Exercise set:
1 - In the forum thread about the best towns and cities to live in, list each thing named after the words "in a place with" in the first post.
2 - Copy the forum thread about the best towns and cities to live in word for word, starting at "I prefer Lisbon" and ending at "(Dec 29, 2008)".

Source text:
# best cities towns to live in.



## ofilha (Mar 22, 2009)

I would like to get a feel for what towns cities are best to live in? 
I prefer Lisbon but my income may not allow it. I have been considering towns outside of Lisbon. I understand there appears to be lots of Brits in central portugal. I would like to be in a place with cafes, restaurants and some cultural life where i am not going to need a car. Our plan is to chuck our cars and just use public transportation. Everytime i go to Portugal that's what i use and i love it, trains, buses.

Thank you
Joao


----------



## carlos carlos (Dec 29, 2008)

ofilha said:


> I would like to get a feel for what towns cities are best to live in?

Stored data:
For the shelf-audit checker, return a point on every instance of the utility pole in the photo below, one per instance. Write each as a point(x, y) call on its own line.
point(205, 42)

Exercise responses:
1 -
- cafes
- restaurants
- some cultural life

2 -
I prefer Lisbon but my income may not allow it. I have been considering towns outside of Lisbon. I understand there appears to be lots of Brits in central portugal. I would like to be in a place with cafes, restaurants and some cultural life where i am not going to need a car. Our plan is to chuck our cars and just use public transportation. Everytime i go to Portugal that's what i use and i love it, trains, buses.

Thank you
Joao


----------



## carlos carlos (Dec 29, 2008)